*Tasks to complete*:
(1) Answer these from the post titled "Composition instead of inheritance":
(a) Who wrote the message being replied to, and on what date?
(b) What does Ian Kelly prefer to do instead of using super?
(c) What kind of design should not have any diamond inheritance situations?
(2) Quote the passage of the post titled "Composition instead of inheritance" that starts at the words "Ian Kelly ian.g.kelly" and ends after "mixin), readability wins.".

*Provided passage*:
----------

Composition instead of inheritance

Ian Kelly ian.g.kelly at gmail.com
Fri Apr 29 20:39:03 EDT 2011


On Fri, Apr 29, 2011 at 5:54 PM, Carl Banks <pavlovevidence at gmail.com> wrote:
>> Really, *any* class that uses super().__init__ should take its
>> arguments and pass them along in this manner.
>
> If you are programming defensively for any possible scenario, you might try this (and you'd still fail).
>
> In the real world, certain classes might have more or less probability to be used in a multiple inheritance situations, and programmer needs to weigh the probability of that versus the loss of readability.  For me, except when I'm designing a class specifically to participate in MI (such as a mixin), readability wins.

Agreed.  Actually, my preferred solution is to not use super at all.
It's so rarely needed (i.e. diamond inheritance situations) that it's
usually not worth it to jump through the hoops it creates, so I prefer
to call the base class methods explicitly.

For pure base-class + mixin design, you should not have any diamond
inheritance situations, so super should not really be necessary.

----------

*Given entries*:

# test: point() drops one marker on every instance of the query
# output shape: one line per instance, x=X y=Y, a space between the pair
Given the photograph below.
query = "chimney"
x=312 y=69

----------

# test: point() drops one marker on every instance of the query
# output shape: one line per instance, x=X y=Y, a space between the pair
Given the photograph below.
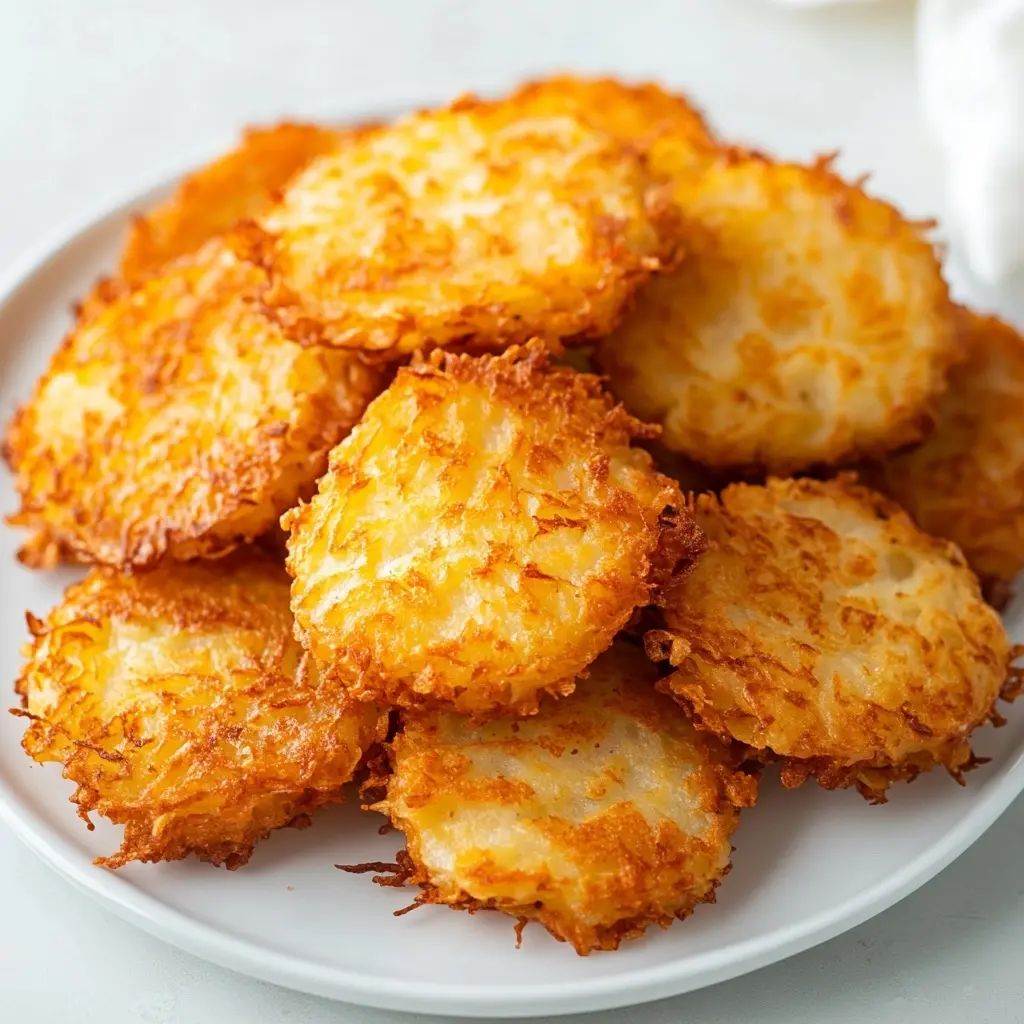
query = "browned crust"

----------

*Expected responses*:
(1)
(a) Carl Banks, on Fri, Apr 29, 2011.
(b) He prefers to call the base class methods explicitly.
(c) Pure base-class + mixin design.

(2)
Ian Kelly ian.g.kelly at gmail.com
Fri Apr 29 20:39:03 EDT 2011


On Fri, Apr 29, 2011 at 5:54 PM, Carl Banks <pavlovevidence at gmail.com> wrote:
>> Really, *any* class that uses super().__init__ should take its
>> arguments and pass them along in this manner.
>
> If you are programming defensively for any possible scenario, you might try this (and you'd still fail).
>
> In the real world, certain classes might have more or less probability to be used in a multiple inheritance situations, and programmer needs to weigh the probability of that versus the loss of readability.  For me, except when I'm designing a class specifically to participate in MI (such as a mixin), readability wins.